## [What you are asked to do]
Reproduce the following passage on nature-based tweets in Santa Barbara word for word, in full.

## [Source excerpt]
Let’s look at some examples of what tweets qualified as “nature-based”. Most of these are in fact nature-based but clearly the third one about burritos and burgers is not. It looks like this tweet was tagged at a local restaurant called “Sandbar” which is why it gets marked as having a nature word (“sand”). This group of tweets also highlights some of the issues with how we assigned locals and tourists. That same user lists their location as “Folsom, CA” which is 6 hours from Santa Barbara. But my method assigned this person as a local which means they must have tweeted from Santa Barbara in at least 3 unique months in a year. One reason for this may be that students at SB City College or UC Santa Barbara are local for most of the year but still use their home location in their twitter profile 🤷.
Again, we see most of the nature-based tweets in Santa Barbara are clustered around high density population centers including State Street, the harbor and the wharf.
All groups show increases in proportion of tweets that are nature based over time, even as the number of geotagged tweets declines.
Are tweets in natural areas more often nature-based?
You would think yes, but this dataset gives us an opportunity to look at what is being tweeted from areas that are designated as “protected” by using the California Protected Areas Database. The use of the word “protected” here is a bit loose and includes areas like the Santa Barbara Bowl (an outdoor music venue), and a maritime museum. But, generally, these designated areas are known for their access to nature.

## [Stored data]
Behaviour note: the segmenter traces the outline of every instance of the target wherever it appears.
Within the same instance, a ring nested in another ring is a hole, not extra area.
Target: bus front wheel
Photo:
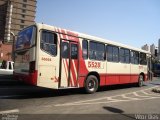
[[[98,79],[94,75],[89,75],[85,81],[85,91],[88,94],[95,93],[98,89]]]

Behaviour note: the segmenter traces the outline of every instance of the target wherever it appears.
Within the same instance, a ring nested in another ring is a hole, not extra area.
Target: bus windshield
[[[21,32],[19,32],[17,41],[16,41],[16,50],[27,49],[35,45],[35,33],[36,27],[28,27]]]

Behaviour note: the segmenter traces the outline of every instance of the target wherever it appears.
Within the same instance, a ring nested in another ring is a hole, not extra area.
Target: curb
[[[154,88],[154,89],[152,89],[152,92],[160,93],[160,88],[158,88],[158,89]]]

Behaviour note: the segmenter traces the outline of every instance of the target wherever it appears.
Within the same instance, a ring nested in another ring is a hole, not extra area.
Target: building
[[[36,4],[37,0],[0,0],[0,60],[12,53],[13,35],[35,22]]]
[[[142,50],[150,51],[150,48],[147,44],[143,45],[141,48]]]

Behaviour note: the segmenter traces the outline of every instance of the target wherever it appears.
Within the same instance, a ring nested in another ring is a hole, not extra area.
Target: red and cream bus
[[[45,24],[19,32],[14,49],[14,76],[35,86],[94,93],[148,79],[150,52]]]

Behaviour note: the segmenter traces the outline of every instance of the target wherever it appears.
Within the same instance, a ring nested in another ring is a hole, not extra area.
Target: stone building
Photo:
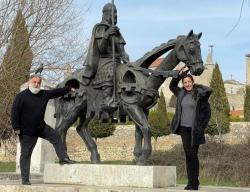
[[[162,58],[157,59],[155,62],[152,63],[150,68],[155,69],[161,63],[161,61]],[[183,64],[180,63],[179,65]],[[205,69],[203,73],[200,76],[194,76],[194,80],[199,84],[209,86],[213,69],[215,67],[211,51],[208,53],[204,66]],[[165,96],[168,111],[173,111],[173,109],[169,107],[169,102],[173,95],[172,92],[169,90],[170,81],[171,78],[167,78],[160,87],[159,91],[162,91]],[[246,54],[246,84],[250,85],[250,54]],[[239,81],[233,79],[232,75],[230,79],[224,81],[224,87],[230,105],[231,114],[234,116],[243,117],[244,115],[243,109],[244,109],[244,98],[245,98],[245,86],[246,86],[245,84],[240,83]]]

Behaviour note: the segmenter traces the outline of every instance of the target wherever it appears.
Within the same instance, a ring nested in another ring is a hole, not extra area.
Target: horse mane
[[[148,68],[158,57],[172,50],[175,47],[176,42],[179,40],[179,37],[180,36],[178,36],[176,39],[170,39],[167,43],[162,43],[160,46],[153,48],[143,57],[138,59],[134,65],[138,67]]]

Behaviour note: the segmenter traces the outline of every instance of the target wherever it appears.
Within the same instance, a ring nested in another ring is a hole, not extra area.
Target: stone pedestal
[[[21,86],[21,91],[26,89],[28,84],[25,83]],[[51,89],[53,86],[46,82],[42,81],[41,89]],[[55,118],[54,118],[54,102],[53,100],[48,102],[46,112],[45,112],[45,122],[50,125],[52,128],[55,127]],[[20,172],[20,143],[17,143],[17,156],[16,156],[16,172]],[[53,145],[48,141],[39,138],[36,146],[33,150],[31,156],[31,173],[43,173],[45,163],[53,163],[56,159],[56,153],[53,148]]]
[[[176,185],[175,166],[46,164],[44,183],[163,188]]]

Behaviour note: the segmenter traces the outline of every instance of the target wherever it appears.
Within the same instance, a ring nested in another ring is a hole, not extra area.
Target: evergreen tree
[[[8,138],[10,128],[10,110],[20,86],[28,80],[32,64],[32,50],[29,45],[29,33],[22,12],[17,11],[11,29],[10,45],[4,55],[0,72],[0,120],[1,135]]]
[[[212,73],[210,87],[213,89],[213,93],[209,98],[212,113],[206,133],[209,135],[221,135],[228,133],[230,129],[230,106],[226,96],[219,65],[217,63]]]
[[[149,113],[149,124],[156,144],[158,137],[170,134],[166,102],[162,92],[156,109],[151,110]]]
[[[109,137],[115,131],[115,124],[111,122],[102,123],[101,120],[93,119],[88,126],[90,135],[97,141],[98,138]]]
[[[250,85],[246,86],[246,95],[244,101],[244,121],[250,121]]]

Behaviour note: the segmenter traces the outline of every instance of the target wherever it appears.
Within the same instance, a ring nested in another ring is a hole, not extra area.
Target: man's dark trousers
[[[199,186],[199,145],[191,146],[191,127],[180,127],[179,134],[181,135],[182,144],[186,156],[186,170],[188,183],[191,186]]]
[[[39,137],[53,144],[59,160],[68,157],[64,149],[60,135],[50,126],[46,125],[41,135],[39,135]],[[21,178],[23,181],[28,181],[30,176],[31,154],[36,145],[38,137],[21,135],[19,136],[19,139],[21,145],[21,156],[20,156]]]

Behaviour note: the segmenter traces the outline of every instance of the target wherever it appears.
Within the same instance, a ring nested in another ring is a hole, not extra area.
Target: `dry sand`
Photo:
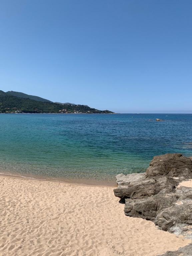
[[[190,241],[126,217],[113,189],[0,176],[0,255],[154,256]]]

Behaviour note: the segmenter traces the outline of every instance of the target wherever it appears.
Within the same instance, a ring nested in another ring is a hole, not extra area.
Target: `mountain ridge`
[[[31,100],[36,100],[37,101],[43,101],[43,102],[52,102],[50,100],[47,100],[46,99],[44,99],[43,98],[41,98],[41,97],[39,97],[38,96],[27,94],[26,93],[24,93],[23,92],[15,92],[14,91],[8,91],[6,92],[6,93],[11,96],[15,96],[15,97],[18,97],[18,98],[30,99]]]
[[[20,98],[10,95],[0,90],[0,113],[91,114],[113,112],[108,110],[96,109],[86,105],[61,105],[52,102],[35,100],[28,98]]]

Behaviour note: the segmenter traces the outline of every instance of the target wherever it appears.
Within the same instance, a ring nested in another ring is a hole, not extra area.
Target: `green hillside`
[[[18,97],[19,98],[30,99],[31,100],[37,100],[38,101],[43,101],[44,102],[52,102],[50,100],[46,100],[46,99],[43,99],[43,98],[41,98],[41,97],[39,97],[38,96],[34,96],[33,95],[26,94],[26,93],[23,93],[23,92],[14,92],[13,91],[9,91],[7,92],[6,93],[11,96],[15,96],[16,97]]]
[[[28,98],[19,98],[0,90],[0,113],[112,113],[108,110],[99,110],[84,105],[61,105]]]

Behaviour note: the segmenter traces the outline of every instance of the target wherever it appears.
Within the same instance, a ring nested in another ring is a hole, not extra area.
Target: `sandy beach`
[[[155,256],[190,240],[126,216],[112,187],[0,176],[2,256]]]

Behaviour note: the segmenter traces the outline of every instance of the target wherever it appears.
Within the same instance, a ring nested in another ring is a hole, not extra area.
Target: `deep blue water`
[[[0,171],[109,181],[156,155],[192,155],[192,124],[187,114],[0,114]]]

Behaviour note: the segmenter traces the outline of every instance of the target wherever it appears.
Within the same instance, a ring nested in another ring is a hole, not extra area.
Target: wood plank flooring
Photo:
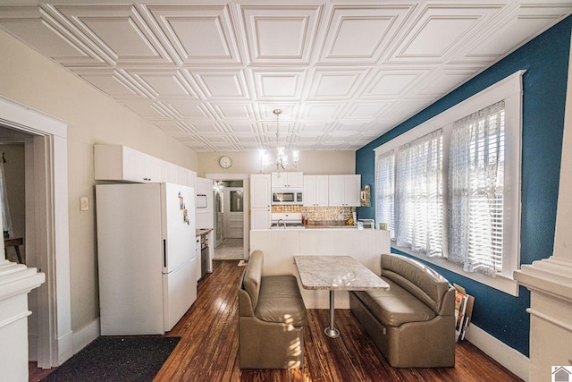
[[[198,299],[165,335],[181,340],[155,381],[519,381],[467,341],[457,344],[456,367],[389,366],[349,310],[336,310],[341,335],[324,335],[327,310],[308,310],[305,365],[300,369],[240,369],[238,364],[238,261],[214,262],[198,284]]]
[[[198,298],[170,336],[181,339],[155,378],[163,381],[520,381],[473,344],[457,344],[456,367],[394,369],[349,310],[336,310],[338,338],[324,335],[327,310],[308,310],[304,334],[305,364],[292,369],[240,369],[238,363],[239,280],[244,267],[237,260],[214,262],[214,273],[198,284]],[[29,381],[51,370],[30,362]]]

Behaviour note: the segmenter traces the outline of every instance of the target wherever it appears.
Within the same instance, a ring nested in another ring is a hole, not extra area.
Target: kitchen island
[[[251,230],[250,252],[265,253],[263,275],[290,274],[298,277],[294,256],[351,256],[376,275],[380,274],[382,253],[390,253],[389,231],[357,228]],[[327,291],[305,290],[300,285],[308,309],[328,309]],[[349,309],[347,292],[337,295],[336,306]]]

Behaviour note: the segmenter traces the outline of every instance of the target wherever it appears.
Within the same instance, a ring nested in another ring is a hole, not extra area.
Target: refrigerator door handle
[[[163,267],[167,267],[167,241],[163,239]]]

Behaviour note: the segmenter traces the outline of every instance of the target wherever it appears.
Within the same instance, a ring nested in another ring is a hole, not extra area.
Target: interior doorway
[[[244,187],[242,180],[217,180],[214,187],[214,259],[244,259]]]
[[[34,294],[29,294],[30,310],[37,310],[38,351],[33,352],[38,354],[38,366],[47,369],[61,365],[73,354],[69,288],[68,125],[0,98],[0,126],[5,128],[4,141],[24,142],[26,265],[46,275],[46,282],[33,290],[37,293],[37,308],[32,308]],[[78,342],[80,340],[78,338]],[[30,347],[35,343],[29,340]]]
[[[206,174],[205,177],[212,179],[214,184],[213,198],[214,201],[213,216],[214,259],[224,257],[232,259],[248,259],[250,231],[248,174],[217,173]],[[241,235],[239,231],[242,231]]]

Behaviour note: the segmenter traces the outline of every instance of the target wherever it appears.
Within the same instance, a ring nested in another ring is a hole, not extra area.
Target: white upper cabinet
[[[286,171],[272,173],[272,188],[302,190],[304,188],[304,174]]]
[[[304,175],[304,206],[328,207],[328,175]]]
[[[270,208],[271,196],[270,175],[250,174],[250,208]]]
[[[330,175],[328,194],[330,207],[359,207],[361,175]]]
[[[193,187],[197,173],[123,145],[94,145],[96,181],[162,183]]]
[[[250,174],[250,229],[269,229],[272,223],[271,177]]]

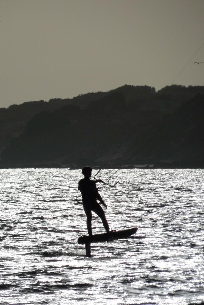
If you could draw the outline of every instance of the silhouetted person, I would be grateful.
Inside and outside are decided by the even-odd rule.
[[[106,209],[107,208],[107,206],[99,193],[96,185],[97,182],[103,182],[103,181],[100,179],[95,181],[91,180],[92,171],[92,169],[89,166],[86,166],[82,168],[82,173],[84,176],[84,178],[79,181],[78,187],[78,190],[81,193],[84,209],[87,218],[86,225],[88,234],[89,235],[92,235],[92,211],[99,216],[102,220],[106,231],[109,233],[109,227],[105,218],[105,213],[97,201],[98,199],[103,204]]]

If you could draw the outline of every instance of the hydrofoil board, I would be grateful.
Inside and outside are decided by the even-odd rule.
[[[119,231],[110,231],[109,233],[81,236],[78,239],[78,243],[88,244],[92,242],[109,242],[115,239],[125,238],[134,234],[137,230],[137,228],[134,228]]]

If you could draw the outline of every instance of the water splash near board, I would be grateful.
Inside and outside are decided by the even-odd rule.
[[[86,256],[90,256],[91,243],[110,242],[116,239],[127,238],[134,234],[137,230],[138,228],[133,228],[119,231],[111,231],[109,233],[82,236],[78,239],[78,243],[85,244]]]

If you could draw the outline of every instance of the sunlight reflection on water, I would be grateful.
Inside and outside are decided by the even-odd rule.
[[[100,177],[114,171],[102,171]],[[80,171],[0,172],[1,303],[203,300],[204,170],[117,171],[114,189],[100,188],[107,219],[111,229],[138,231],[126,239],[93,244],[90,258],[77,243],[86,234],[77,190]],[[95,233],[104,231],[96,216],[93,226]]]

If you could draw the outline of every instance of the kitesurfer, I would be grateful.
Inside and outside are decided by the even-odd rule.
[[[98,199],[105,207],[106,209],[107,208],[107,206],[99,194],[96,185],[97,182],[103,183],[103,181],[100,179],[94,181],[91,180],[92,171],[92,169],[89,166],[86,166],[82,168],[82,173],[84,176],[84,178],[79,181],[78,187],[78,190],[81,193],[83,207],[87,217],[87,229],[88,234],[90,235],[92,235],[91,227],[92,211],[101,218],[107,233],[110,232],[104,211],[97,201]]]

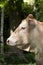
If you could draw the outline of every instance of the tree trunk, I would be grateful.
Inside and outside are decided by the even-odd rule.
[[[3,27],[4,27],[4,7],[1,8],[1,54],[4,54],[4,40],[3,40]]]

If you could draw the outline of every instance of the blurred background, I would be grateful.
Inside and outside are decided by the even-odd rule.
[[[10,29],[30,13],[43,21],[43,0],[0,0],[0,65],[36,65],[34,53],[6,45]]]

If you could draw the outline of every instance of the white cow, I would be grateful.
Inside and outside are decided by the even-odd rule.
[[[37,65],[43,65],[43,23],[29,14],[7,39],[7,44],[35,53]]]

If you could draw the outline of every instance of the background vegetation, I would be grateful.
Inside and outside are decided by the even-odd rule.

## [Reply to the exercise]
Let’s look at some examples of what tweets qualified as “nature-based”. Most of these are in fact nature-based but clearly the third one about burritos and burgers is not. It looks like this tweet was tagged at a local restaurant called “Sandbar” which is why it gets marked as having a nature word (“sand”). This group of tweets also highlights some of the issues with how we assigned locals and tourists. That same user lists their location as “Folsom, CA” which is 6 hours from Santa Barbara. But my method assigned this person as a local which means they must have tweeted from Santa Barbara in at least 3 unique months in a year. One reason for this may be that students at SB City College or UC Santa Barbara are local for most of the year but still use their home location in their twitter profile 🤷.
Again, we see most of the nature-based tweets in Santa Barbara are clustered around high density population centers including State Street, the harbor and the wharf.
All groups show increases in proportion of tweets that are nature based over time, even as the number of geotagged tweets declines.
Are tweets in natural areas more often nature-based?
You would think yes, but this dataset gives us an opportunity to look at what is being tweeted from areas that are designated as “protected” by using the California Protected Areas Database. The use of the word “protected” here is a bit loose and includes areas like the Santa Barbara Bowl (an outdoor music venue), and a maritime museum. But, generally, these designated areas are known for their access to nature.